┌─ DOCUMENT EXCERPT

Re: "XT" tantan FM08 29er build
« Reply #8 on: September 08, 2019, 03:01:33 AM »
I accurately measured the bottom bracket height.  It is lower than expected, at 337mm.  See photos - i measured it multiple times, both sides etc.  This is with a 130mm travel pike, rear shock at about 199.5 eye 2 eye, 29x2.35 racing Ralph tyres.  This is difficult to reconcile to flyingdodo's 365mm BBH with a 170mm travel fork - by my calcs, the 40mm longer fork should only lift the front end 36mm, and the BB by around 14-15mm, but his bike is nearly 30mm higher at the BB.  Maybe it isn't an identical frame, or maybe flyingdodo's taller tyres make more of a difference than i expected.

As stated earlier, my (old) rear shock is low volume, which combined with the progressive frame, results in way too much ramp up.  So I am currently running the shock at low pressure (120psi) which gives around 40% sag.

A few short test rides at recommended pressure for the fork (85psi) had it using not much more than half travel, so I dropped it to 75psi (10 under recommended), which gives it around 25% sag (a bit more than ideal).

I went for a 2 hour trail ride today, with a lot of connecting pavement.  Pretty mellow trails, tyres barely left the ground.  Bit hungover, and carried a heavy backpack, lot of tools just in case.  Didn't feel that great today, so not a great 1st proper ride of a new bike.

Suspension at both ends felt very firm, like it wasn't using much travel.  Even with 40% sag, the rear shock didn't use more than 90% of the rear travel (45mm of 50mm stroke) and the fork barely used 95mm of the available 130mm.  Was overall a lot firmer ride than I expected.  My XC bike is plusher. Maybe the fork's bushings need breaking in, or maybe there's some air in the lowers (not sure if there's any merit in the rumour of a secondary air spring in those rockshox forks).

Bike seemed a little steep, definitely needs a longer fork.  Gonna go ahead and order the 140mm air shaft for the fork.  Gonna probably drop out a few volume spacers when I do this, so it more freely uses the travel, so I can run it with higher pressure less sag.  Running that much rear sag made the bike seem pretty low.  Probably wouldn't want it any lower - had a few pedal strikes.  I reckon I should be able to maintain the same BB height with a longer fork, combined with a shortened rear shock, running a higher pressure in a higher volume, so less sag.  Gonna stick to the earlier plan - get a 200x56 McLeod and shorten it around 3mm.  Will probably end up with around 140mm travel front and rear, with an unsagged BBH just under 340. A bigger 2.5" front tyre will slacken it and raise it a bit further.

└─

-- SHORT PROBLEM 1 --
In the forum post, what bottom bracket height did the writer measure?

┌─ DATA PROVIDED

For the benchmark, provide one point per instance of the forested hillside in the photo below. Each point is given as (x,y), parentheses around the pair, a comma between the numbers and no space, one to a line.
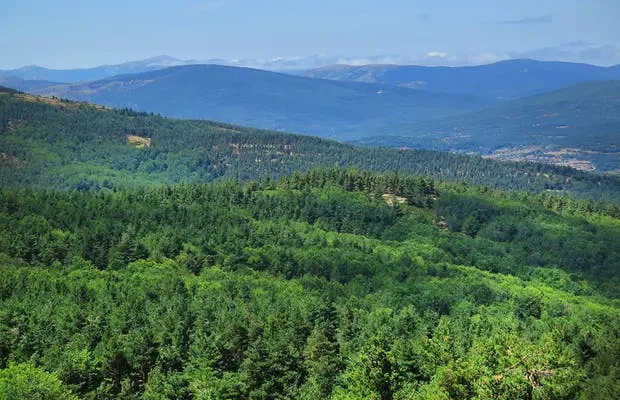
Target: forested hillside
(49,143)
(576,123)
(332,284)
(267,100)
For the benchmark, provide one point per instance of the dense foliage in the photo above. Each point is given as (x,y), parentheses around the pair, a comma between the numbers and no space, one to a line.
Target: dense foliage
(49,143)
(581,118)
(267,100)
(331,284)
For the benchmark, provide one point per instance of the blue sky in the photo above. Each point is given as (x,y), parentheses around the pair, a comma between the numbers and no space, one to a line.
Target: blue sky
(72,33)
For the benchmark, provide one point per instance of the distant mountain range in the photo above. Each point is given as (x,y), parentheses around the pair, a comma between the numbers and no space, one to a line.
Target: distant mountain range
(34,72)
(52,143)
(505,79)
(268,100)
(485,109)
(581,122)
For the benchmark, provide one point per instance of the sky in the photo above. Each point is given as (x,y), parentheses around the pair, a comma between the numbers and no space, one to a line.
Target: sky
(80,33)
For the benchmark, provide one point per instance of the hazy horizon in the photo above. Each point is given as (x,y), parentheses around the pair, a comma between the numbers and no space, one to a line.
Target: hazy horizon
(410,32)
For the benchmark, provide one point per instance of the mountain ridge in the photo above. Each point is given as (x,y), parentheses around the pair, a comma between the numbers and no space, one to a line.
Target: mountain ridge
(266,99)
(505,79)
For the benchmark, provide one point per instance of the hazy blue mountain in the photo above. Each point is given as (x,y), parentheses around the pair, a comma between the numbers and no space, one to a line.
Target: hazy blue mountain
(26,85)
(34,72)
(267,99)
(505,79)
(581,122)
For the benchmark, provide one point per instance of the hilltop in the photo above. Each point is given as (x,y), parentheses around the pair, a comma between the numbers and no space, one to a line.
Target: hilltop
(578,123)
(504,79)
(267,100)
(55,143)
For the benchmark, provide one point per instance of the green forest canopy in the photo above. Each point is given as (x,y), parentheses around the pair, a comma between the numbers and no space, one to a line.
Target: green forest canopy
(50,143)
(329,284)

└─

-- SHORT PROBLEM 2 --
Return every line of the listing that contains the string "canopy", matching case exactly.

-- FINAL RESULT 1 --
337mm.

-- FINAL RESULT 2 --
For the benchmark, provide one point per instance of the green forest canopy in the photo above. Each point is given as (x,y), parentheses around the pair, a comma between the numbers and no space, one to a line.
Target: green forest canopy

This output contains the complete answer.